▶ **TEXT PASSAGE**
Hostilities between France and England, (from 1707, France and the Kingdom of Great Britain after the Acts of Union), in North America resumed from 1702 to 1713, known as Queen Anne's War. The siege of Port Royal took place in 1710, ending French rule in peninsular Acadia. The subsequent signing of the Treaty of Utrecht in 1713 formally recognized British rule in the region, while returning Cape Breton Island (Île Royale) and Prince Edward Island (Île Saint-Jean) to the French. Despite the British conquest of Acadia in 1710, Nova Scotia remained primarily occupied by Catholic Acadians and Mi'kmaq, who confined British forces to Annapolis and to Canso. Present-day New Brunswick formed a part of the French colony of Acadia. Immediately after the capture of Port Royal in 1710, Francis Nicholson announced it would be renamed Annapolis Royal in honour of Queen Anne.

▶ **PARTS OF THE EXERCISE**
[1] In the text about Queen Anne's War, which two islands did the Treaty of Utrecht return to the French?
[2] Duplicate the part of the text about Queen Anne's War starting with "Hostilities between France" and going on through "of Queen Anne.".
[3] Finish out the next part of the text about Queen Anne's War and British rule in Acadia, picking up after its last sentence.

▶ **DATA RECORDS**
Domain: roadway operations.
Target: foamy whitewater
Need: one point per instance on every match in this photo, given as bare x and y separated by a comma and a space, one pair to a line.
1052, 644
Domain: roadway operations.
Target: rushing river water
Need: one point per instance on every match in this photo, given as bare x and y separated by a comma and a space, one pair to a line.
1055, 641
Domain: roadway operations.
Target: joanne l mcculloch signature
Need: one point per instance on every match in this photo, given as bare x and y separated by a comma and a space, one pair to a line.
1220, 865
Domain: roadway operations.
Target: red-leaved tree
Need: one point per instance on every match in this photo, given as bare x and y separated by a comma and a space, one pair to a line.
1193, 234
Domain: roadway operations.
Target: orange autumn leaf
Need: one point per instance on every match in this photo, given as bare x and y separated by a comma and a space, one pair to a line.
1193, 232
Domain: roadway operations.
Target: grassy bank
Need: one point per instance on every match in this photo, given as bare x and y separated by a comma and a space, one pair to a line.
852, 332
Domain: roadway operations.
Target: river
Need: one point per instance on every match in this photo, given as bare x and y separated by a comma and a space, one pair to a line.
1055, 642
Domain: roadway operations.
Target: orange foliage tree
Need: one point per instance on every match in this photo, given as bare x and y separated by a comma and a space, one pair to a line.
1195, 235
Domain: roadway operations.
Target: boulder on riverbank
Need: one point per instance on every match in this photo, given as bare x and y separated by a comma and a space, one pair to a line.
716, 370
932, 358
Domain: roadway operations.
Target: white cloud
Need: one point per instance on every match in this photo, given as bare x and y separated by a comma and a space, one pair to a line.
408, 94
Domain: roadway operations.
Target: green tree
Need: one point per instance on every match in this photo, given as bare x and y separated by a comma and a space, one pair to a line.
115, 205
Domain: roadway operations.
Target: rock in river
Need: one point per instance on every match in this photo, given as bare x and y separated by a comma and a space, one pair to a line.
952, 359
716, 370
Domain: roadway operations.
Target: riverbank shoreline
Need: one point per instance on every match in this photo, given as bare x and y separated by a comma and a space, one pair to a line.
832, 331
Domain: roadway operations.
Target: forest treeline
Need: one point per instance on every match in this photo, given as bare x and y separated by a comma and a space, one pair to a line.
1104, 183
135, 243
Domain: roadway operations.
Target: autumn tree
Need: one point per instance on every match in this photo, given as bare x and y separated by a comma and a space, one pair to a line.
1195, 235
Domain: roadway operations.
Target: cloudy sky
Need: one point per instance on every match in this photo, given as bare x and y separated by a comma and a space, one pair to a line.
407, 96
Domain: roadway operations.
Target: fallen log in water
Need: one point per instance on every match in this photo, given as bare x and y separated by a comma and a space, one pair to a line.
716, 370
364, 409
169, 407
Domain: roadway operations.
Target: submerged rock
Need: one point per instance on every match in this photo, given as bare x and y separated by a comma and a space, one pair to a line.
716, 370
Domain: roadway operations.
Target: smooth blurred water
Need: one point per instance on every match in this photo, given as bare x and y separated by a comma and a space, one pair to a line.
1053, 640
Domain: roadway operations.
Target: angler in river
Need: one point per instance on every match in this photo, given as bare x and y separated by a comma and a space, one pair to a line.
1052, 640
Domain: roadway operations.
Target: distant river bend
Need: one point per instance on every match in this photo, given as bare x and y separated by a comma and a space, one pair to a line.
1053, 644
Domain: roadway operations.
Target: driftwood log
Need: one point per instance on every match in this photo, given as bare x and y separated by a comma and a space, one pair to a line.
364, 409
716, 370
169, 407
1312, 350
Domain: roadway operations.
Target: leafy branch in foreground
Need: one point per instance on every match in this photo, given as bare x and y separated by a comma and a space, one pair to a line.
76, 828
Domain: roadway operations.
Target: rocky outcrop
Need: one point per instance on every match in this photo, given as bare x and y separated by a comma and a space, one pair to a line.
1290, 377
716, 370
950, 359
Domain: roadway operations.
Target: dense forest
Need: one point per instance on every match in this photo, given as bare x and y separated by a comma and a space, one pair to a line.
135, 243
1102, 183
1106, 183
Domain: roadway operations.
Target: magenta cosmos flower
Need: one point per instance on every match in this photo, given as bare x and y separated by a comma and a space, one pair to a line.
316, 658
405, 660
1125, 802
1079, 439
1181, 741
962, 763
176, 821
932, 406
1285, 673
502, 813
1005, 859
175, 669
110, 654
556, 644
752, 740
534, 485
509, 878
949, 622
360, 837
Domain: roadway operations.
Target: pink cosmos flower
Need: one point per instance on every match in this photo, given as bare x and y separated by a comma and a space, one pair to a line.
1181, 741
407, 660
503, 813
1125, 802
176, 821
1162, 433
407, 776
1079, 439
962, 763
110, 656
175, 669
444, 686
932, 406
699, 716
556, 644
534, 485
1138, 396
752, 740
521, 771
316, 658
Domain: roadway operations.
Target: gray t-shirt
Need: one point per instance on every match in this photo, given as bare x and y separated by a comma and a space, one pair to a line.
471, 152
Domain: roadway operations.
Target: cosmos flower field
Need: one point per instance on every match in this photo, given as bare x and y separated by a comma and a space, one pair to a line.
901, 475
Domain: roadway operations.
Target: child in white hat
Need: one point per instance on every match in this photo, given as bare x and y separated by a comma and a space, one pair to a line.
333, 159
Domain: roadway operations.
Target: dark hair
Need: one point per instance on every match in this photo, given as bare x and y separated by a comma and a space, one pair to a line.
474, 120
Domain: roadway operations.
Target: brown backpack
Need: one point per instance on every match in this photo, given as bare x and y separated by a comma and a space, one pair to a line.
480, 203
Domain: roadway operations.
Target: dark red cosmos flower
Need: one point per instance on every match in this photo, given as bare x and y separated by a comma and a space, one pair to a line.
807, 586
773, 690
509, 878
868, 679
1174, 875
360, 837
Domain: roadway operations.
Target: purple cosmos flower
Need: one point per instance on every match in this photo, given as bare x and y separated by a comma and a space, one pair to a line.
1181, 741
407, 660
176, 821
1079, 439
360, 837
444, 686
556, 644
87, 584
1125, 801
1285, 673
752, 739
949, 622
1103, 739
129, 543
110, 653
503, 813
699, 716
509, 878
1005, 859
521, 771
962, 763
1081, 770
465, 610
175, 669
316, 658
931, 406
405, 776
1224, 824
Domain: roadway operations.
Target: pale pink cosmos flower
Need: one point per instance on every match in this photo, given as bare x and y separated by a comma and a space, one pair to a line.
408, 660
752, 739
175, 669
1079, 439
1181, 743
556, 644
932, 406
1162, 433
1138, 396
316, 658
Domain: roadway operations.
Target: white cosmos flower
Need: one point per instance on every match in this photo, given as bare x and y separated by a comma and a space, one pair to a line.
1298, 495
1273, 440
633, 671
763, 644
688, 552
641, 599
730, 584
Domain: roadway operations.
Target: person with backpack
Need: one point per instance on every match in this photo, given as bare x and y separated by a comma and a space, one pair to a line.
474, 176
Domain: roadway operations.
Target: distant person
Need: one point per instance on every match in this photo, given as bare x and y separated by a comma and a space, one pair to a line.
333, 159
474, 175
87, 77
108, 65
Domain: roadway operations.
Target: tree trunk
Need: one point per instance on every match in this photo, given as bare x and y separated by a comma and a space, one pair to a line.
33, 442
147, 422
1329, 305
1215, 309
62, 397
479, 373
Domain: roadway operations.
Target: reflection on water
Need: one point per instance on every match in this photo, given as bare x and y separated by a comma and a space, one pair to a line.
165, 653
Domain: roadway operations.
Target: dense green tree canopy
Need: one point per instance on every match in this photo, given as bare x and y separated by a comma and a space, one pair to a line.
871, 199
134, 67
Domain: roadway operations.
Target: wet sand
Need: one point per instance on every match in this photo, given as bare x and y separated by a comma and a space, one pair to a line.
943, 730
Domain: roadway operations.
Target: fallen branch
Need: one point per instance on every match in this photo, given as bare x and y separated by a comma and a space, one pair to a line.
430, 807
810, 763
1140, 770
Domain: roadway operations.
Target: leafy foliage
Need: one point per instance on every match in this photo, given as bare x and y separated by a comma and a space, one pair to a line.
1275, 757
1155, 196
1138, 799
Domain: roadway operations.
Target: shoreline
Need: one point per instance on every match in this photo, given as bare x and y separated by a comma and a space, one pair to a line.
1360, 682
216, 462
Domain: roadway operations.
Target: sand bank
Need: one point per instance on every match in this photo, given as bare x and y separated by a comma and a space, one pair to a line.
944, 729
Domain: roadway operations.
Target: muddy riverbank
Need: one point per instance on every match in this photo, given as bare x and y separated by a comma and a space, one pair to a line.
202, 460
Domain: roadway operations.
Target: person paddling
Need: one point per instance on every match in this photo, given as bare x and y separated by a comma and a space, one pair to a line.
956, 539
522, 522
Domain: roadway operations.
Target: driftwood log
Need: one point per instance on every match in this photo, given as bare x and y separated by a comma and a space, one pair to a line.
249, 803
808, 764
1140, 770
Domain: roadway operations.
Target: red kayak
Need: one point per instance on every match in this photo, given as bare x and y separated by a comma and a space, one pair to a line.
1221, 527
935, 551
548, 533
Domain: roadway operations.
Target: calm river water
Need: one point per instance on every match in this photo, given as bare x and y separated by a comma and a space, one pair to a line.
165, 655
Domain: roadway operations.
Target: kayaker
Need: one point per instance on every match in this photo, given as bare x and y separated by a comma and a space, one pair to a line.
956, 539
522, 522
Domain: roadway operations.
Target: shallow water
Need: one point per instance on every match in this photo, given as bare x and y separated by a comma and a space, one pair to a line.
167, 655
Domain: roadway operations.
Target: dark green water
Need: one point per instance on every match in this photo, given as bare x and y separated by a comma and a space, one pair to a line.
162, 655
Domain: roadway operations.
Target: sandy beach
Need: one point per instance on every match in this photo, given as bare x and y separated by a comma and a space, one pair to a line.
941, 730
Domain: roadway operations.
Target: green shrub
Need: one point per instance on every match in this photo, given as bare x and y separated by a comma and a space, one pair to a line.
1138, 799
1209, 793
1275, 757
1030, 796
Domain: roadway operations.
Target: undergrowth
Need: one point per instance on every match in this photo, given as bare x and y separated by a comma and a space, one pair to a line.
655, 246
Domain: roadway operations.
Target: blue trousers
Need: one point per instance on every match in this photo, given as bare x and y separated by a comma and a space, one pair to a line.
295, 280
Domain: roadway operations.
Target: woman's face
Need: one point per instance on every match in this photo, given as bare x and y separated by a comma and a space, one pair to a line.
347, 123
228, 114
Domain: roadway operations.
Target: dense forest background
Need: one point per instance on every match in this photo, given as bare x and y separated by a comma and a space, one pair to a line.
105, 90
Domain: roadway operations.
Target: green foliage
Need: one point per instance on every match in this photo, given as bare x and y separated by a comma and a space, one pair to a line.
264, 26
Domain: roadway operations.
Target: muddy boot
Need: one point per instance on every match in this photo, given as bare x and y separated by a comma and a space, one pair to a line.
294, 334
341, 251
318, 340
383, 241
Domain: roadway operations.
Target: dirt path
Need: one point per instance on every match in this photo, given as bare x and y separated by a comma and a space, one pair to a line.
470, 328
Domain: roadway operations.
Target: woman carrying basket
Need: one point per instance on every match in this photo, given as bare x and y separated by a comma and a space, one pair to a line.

▶ **RESULTS OF THE EXERCISE**
[1] Cape Breton Island (Île Royale) and Prince Edward Island (Île Saint-Jean).

[2]
Hostilities between France and England, (from 1707, France and the Kingdom of Great Britain after the Acts of Union), in North America resumed from 1702 to 1713, known as Queen Anne's War. The siege of Port Royal took place in 1710, ending French rule in peninsular Acadia. The subsequent signing of the Treaty of Utrecht in 1713 formally recognized British rule in the region, while returning Cape Breton Island (Île Royale) and Prince Edward Island (Île Saint-Jean) to the French. Despite the British conquest of Acadia in 1710, Nova Scotia remained primarily occupied by Catholic Acadians and Mi'kmaq, who confined British forces to Annapolis and to Canso. Present-day New Brunswick formed a part of the French colony of Acadia. Immediately after the capture of Port Royal in 1710, Francis Nicholson announced it would be renamed Annapolis Royal in honour of Queen Anne.

[3]
As a result of Father Rale's War (1722–1725), the Mi'kmaq signed a series of treaties with the British in 1725. The Mi'kmaq signed a treaty of submission to the British crown. However, conflict between the Acadians, Mi'kmaq, French and the British persisted in the following decades with King George's War (1744–1748).

Father Le Loutre's War (1749–1755) began when Edward Cornwallis arrived to establish Halifax with 13 transports on 21 June 1749. A General Court, made up of the governor and the council, was the highest court in the colony at the time. Jonathan Belcher was sworn in as chief justice of the Nova Scotia Supreme Court on 21 October 1754. The first legislative assembly in Halifax, under the Governorship of Charles Lawrence, met on 2 October 1758.

During the French and Indian War of 1754–1763 (the North American theatre of the Seven Years' War), the British deported the Acadians and recruited New England Planters to resettle the colony. The 75-year period of war ended with the Halifax Treaties between the British and the Mi'kmaq (1761). After the war, some Acadians were allowed to return.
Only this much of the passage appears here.